### Pointing and labeling entries

>>>

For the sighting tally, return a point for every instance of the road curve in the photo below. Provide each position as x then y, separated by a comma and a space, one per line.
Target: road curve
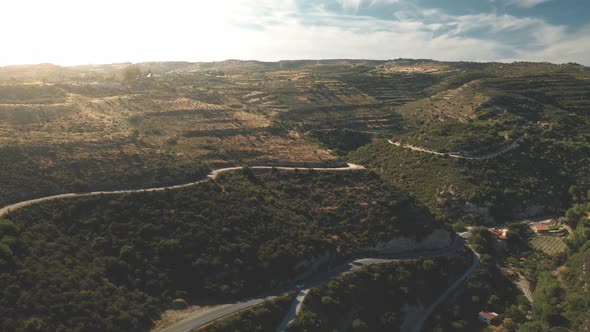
418, 324
211, 176
458, 156
204, 317
458, 244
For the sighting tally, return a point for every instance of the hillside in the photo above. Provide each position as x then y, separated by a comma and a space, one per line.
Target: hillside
379, 297
114, 262
542, 112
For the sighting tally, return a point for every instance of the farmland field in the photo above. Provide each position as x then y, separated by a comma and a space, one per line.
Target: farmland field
549, 244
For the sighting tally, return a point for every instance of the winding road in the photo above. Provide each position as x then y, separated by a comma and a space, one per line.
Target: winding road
458, 156
205, 317
211, 176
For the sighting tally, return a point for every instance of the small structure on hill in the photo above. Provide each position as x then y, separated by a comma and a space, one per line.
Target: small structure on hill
487, 317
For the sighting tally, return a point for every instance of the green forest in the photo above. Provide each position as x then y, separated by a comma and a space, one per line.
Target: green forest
261, 318
374, 298
114, 262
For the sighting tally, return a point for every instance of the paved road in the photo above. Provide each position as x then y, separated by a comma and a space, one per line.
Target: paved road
418, 324
320, 279
204, 317
7, 209
454, 155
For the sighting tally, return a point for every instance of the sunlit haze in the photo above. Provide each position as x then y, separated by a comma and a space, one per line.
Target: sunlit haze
70, 32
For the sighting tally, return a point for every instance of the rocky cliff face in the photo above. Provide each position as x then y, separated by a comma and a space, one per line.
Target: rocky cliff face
438, 239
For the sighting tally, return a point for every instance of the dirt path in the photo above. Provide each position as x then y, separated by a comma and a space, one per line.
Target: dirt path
211, 176
454, 155
415, 323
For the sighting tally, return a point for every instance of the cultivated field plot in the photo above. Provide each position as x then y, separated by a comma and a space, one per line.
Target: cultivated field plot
549, 244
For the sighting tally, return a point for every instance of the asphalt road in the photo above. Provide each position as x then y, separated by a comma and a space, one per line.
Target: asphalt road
205, 317
418, 324
7, 209
457, 156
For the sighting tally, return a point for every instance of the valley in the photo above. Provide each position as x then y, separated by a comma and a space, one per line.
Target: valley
225, 184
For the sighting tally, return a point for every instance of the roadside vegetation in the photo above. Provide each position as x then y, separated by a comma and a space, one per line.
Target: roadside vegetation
114, 262
378, 297
261, 318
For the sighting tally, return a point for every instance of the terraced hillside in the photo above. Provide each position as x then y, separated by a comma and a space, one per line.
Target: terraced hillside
82, 128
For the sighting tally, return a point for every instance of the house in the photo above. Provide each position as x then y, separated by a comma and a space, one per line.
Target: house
501, 234
541, 229
487, 317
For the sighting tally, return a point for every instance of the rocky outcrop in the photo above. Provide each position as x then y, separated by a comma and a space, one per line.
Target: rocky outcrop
438, 239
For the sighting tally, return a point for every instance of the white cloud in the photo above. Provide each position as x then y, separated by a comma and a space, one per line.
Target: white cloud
67, 32
527, 3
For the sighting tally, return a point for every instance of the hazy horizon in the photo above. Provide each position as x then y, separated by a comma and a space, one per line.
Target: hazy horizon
69, 33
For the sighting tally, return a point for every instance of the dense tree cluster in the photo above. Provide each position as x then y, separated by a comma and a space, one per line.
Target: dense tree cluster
113, 262
375, 298
261, 318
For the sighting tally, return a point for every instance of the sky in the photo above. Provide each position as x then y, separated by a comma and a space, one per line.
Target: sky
74, 32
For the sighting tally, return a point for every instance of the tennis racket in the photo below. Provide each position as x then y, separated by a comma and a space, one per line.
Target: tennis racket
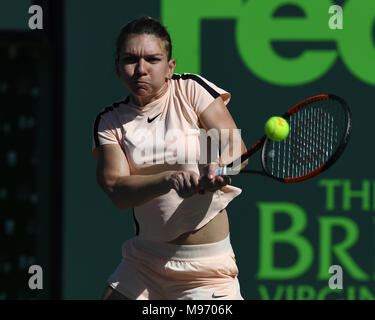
320, 128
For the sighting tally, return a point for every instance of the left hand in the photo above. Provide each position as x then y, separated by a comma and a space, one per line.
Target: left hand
209, 182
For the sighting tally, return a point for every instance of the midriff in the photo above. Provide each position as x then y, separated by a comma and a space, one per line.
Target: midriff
215, 230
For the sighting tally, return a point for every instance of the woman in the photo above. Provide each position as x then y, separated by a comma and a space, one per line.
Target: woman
182, 249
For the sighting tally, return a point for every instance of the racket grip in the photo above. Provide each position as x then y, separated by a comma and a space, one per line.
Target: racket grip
225, 171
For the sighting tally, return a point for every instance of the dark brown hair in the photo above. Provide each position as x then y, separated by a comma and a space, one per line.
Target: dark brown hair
143, 25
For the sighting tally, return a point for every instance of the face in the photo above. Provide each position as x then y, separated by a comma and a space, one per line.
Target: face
144, 67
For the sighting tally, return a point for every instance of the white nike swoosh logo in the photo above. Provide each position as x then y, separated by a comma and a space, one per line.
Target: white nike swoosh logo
215, 297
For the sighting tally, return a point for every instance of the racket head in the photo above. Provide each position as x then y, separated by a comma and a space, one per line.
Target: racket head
320, 128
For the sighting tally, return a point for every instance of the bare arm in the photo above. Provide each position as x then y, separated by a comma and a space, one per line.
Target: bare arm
216, 116
127, 191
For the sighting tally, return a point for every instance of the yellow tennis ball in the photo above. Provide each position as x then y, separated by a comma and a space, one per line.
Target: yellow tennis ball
277, 128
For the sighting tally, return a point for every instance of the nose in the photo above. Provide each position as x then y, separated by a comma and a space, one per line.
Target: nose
141, 67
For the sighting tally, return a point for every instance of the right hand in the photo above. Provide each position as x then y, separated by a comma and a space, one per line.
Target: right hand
186, 183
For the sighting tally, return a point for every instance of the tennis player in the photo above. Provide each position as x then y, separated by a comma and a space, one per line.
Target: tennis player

<<<

### TASK GOAL
Skipping the pictures, transcribe each line above exactly as it appears.

### WRITTEN RESPONSE
For the sighting tally, return a point for every instance of the road curve in the photo below. Provide each position as x then y, separated by a comma and a space, one per line.
Target: road curve
418, 324
211, 176
458, 156
204, 317
458, 244
For the sighting tally, return a point for every instance of the hillside in the photo above. Provide each position as x then y, separated by a comma and a space, one per line.
Target: hillside
379, 297
114, 262
542, 112
For the sighting tally, return a point for every instance of the farmland field in the photo above. Provide each position as x then y, separated by a comma and a space, one per line.
Target: farmland field
549, 244
For the sighting tally, return a point for every instance of the winding road in the photo above. Provide each position as x then y, separated by a comma and a space, one per line.
Target: winding road
458, 156
205, 317
211, 176
For the sighting tally, return a point for every instance of the small structure on hill in the photo above. Provide each position as x then y, separated by a comma and a space, one per line.
Target: small structure on hill
487, 317
For the sighting tally, return a point for every instance of the green forest in the photo above. Provide each position as x then y, separated by a comma and a space, one per line.
Target: green forest
261, 318
374, 298
114, 262
For the sighting tally, return a point for every instance of the paved road in the photo above. Provide each position as x then y, separated by a comma and a space, one per line.
Target: paved road
418, 324
320, 279
204, 317
7, 209
454, 155
For the sighting tally, return a point for every instance of the sunlit haze in the photo above. Provide each position as x then y, separated by a comma and a space, one per line.
Target: sunlit haze
70, 32
For the sighting tally, return a point for every instance of the rocky cliff face in the photo above. Provide each position as x then y, separated by a comma and a space, one per line.
Target: rocky cliff face
438, 239
For the sighting tally, return a point for every instance of the dirt path in the photo above. Provide each position as x then y, separated by a comma and a space, one per line.
Target: dirt path
211, 176
454, 155
415, 323
For the sighting tally, return a point for every instance of the cultivated field plot in the photo above. Provide each position as x then y, separated by a comma and a space, one per line.
Target: cultivated field plot
549, 244
For the sighting tally, return a point for every instance of the asphalt road in the photo above. Provide each position as x then y, separated by a comma and a space, one per line.
Target: asphalt road
205, 317
418, 324
7, 209
457, 156
For the sighting tally, return a point for every instance of the valley in the photo above. Provide each position as x then y, separated by a comma and a space, one per line.
Target: valley
225, 184
For the sighting tally, return a point for every instance of the roadside vegetation in the photo above. Provide each position as x then y, separated by a comma and a space, one per line.
Target: roadside vegetation
114, 262
378, 297
261, 318
For the sighting tally, return a point for every instance of the terraced hillside in the photo above. Provide each position as x then y, separated by a comma and a space, one per line.
Target: terraced hillside
82, 128
For the sighting tally, return a point for every instance of the house in the photo above. Provide each position as x then y, separated by a comma and a space, one per line.
Target: house
501, 234
541, 229
487, 317
For the sighting tally, return a point for every instance of the rocky outcrop in the photo above. Provide each position as x then y, separated by a comma and a space, one per line.
Target: rocky outcrop
438, 239
For the sighting tally, return a point for every instance of the white cloud in the photo above. Provide each position as x then y, separated by a comma and a space, one per line.
Target: white cloud
67, 32
527, 3
For the sighting tally, return a point for every instance of the hazy horizon in the photo above. Provide each position as x then y, separated by a comma and a space, one per line.
Target: hazy horizon
69, 33
For the sighting tally, return a point for every instance of the dense tree cluster in the photo above. Provide each position as x then y, separated by a comma and a space, one per line.
Target: dense tree cluster
113, 262
375, 298
261, 318
For the sighting tally, return a point for every instance of the sky in the photo above. Provide each position as x then y, separated by a comma and a space, one per line.
Target: sky
74, 32
For the sighting tally, return a point for every instance of the tennis racket in the photo below. Provide each position as x then y, separated by a comma and a space, one per line.
Target: tennis racket
320, 128
For the sighting tally, return a point for every instance of the left hand in the photo above. Provide each position as x then y, separated by a comma and a space, one per line.
Target: left hand
209, 182
For the sighting tally, return a point for every instance of the midriff in the photo above. Provide each position as x then y, separated by a comma and a space, one per line.
Target: midriff
215, 230
For the sighting tally, return a point for every instance of the woman in the photo above. Provide each position as x then y, separated by a comma and a space, one per line.
Target: woman
182, 249
For the sighting tally, return a point for every instance of the racket grip in the photo above. Provide each position as x then y, separated by a comma and a space, one per line.
Target: racket grip
225, 171
For the sighting tally, return a point for every instance of the dark brown hair in the photo above. Provide each position as x then y, separated by a comma and a space, one per line.
Target: dark brown hair
143, 25
For the sighting tally, return a point for every instance of the face in the photo above. Provide each position as x then y, separated by a comma and a space, one per line.
Target: face
144, 67
For the sighting tally, return a point for every instance of the white nike swoosh logo in the photo above. Provide each position as x then y, separated by a comma and a space, one per line.
Target: white nike swoosh logo
215, 297
For the sighting tally, return a point for every instance of the racket head in the photo above. Provide each position as x then y, separated by a comma and a space, one per line.
Target: racket head
320, 128
For the sighting tally, return a point for every instance of the bare arm in the photo above. Provide each position as x then y, separated by a comma and a space, one per line.
Target: bare arm
216, 116
127, 191
For the sighting tally, return a point for every instance of the yellow tennis ball in the photo above. Provide each position as x then y, separated by a comma and a space, one per line.
Target: yellow tennis ball
277, 128
For the sighting tally, return a point for every instance of the nose in the photo above. Provide each position as x then y, separated by a comma and a space, one per line.
Target: nose
141, 67
For the sighting tally, return a point for every instance of the right hand in the photo above. Provide each position as x then y, separated by a comma and a space, one per line.
Target: right hand
186, 183
For the sighting tally, return a point for every instance of the tennis player in the photo above. Provide each position as x then y, separated by a comma and a space, one per line.
Target: tennis player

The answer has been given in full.